>>>

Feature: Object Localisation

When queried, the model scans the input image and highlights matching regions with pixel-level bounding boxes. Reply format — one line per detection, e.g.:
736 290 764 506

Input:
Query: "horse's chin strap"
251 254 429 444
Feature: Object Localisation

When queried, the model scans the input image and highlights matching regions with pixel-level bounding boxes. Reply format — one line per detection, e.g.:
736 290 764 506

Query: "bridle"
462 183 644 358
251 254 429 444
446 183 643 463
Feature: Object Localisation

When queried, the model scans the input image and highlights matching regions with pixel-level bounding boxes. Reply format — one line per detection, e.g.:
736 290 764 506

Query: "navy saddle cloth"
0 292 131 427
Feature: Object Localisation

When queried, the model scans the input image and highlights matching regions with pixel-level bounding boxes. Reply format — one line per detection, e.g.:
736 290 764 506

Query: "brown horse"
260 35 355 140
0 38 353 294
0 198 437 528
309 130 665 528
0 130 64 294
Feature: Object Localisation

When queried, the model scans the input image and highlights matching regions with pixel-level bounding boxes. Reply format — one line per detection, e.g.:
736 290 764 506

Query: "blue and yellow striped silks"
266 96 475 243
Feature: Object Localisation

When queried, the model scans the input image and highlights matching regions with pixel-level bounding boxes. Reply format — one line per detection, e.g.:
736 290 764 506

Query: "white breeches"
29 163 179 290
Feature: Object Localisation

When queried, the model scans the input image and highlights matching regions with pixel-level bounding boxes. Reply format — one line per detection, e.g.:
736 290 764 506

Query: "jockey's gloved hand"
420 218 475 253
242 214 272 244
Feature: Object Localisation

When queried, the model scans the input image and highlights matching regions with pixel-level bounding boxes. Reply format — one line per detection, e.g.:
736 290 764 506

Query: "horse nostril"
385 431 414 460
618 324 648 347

<<<

AIM: Repeat all of the material above, replacing each occurrence of "Object Localisation" with "Region Detection" and leaving everything else unchanged.

REPLY TO THE TASK:
Feature: Region Detection

When queried, the model scans the input image and highlights matching regions with pixel-level bounding boxes. Reply format — one line per detection, e.g.:
736 290 764 506

Input:
Query: "horse's chin strap"
251 254 429 444
Feature: Region Detection

When queried, the model scans the input image and highlights matching regions with pixel-level bounding boxes. Reply format — one line per detection, e.g.:
736 290 764 506

Query: "bridle"
462 183 644 358
251 254 429 444
446 183 643 463
Feature: Region Detection

When queried, the model scans the input image and highlights matching regions with pixel-level bounding boxes. Reply format — one line per detection, e.g.:
736 290 764 506

Query: "navy saddle cloth"
0 292 131 427
Feature: Region Detection

When queried, the model scans the input image and highlights matching regions with pixel-level bounding boxes. Reply format — one line per detection, e.g.:
736 290 764 506

Query: "brown horse"
260 35 355 140
0 38 353 294
0 198 437 528
309 130 665 528
0 130 64 294
Feature: Region Detection

When queried, the model scans the input image and highlights matching regions with pixel-level bounding boxes. Reply format — one line per detection, e.g.:
736 290 764 506

Query: "blue and yellow striped silks"
266 96 475 243
Feature: Region Detection

When queried, the model scans the input image and highlights matching regions with pixel-level bounding boxes. Reply format — one line per detection, e.g.:
736 290 764 506

Query: "white breeches"
29 163 179 290
Feature: Region Detection

When queried, the model scans the input image and highlights matching regions with pixel-level bounding boxes. Reply format — one line per detection, e.g.:
736 290 764 506

Query: "jockey's gloved hand"
420 218 475 253
242 214 272 244
Feature: Region Detection

When queried, the model scans the input image and highlights matching regions with pixel-level bounding boxes. Reply format — one line per detection, e.g.:
736 290 764 506

Query: "horse nostril"
385 431 414 460
618 324 648 347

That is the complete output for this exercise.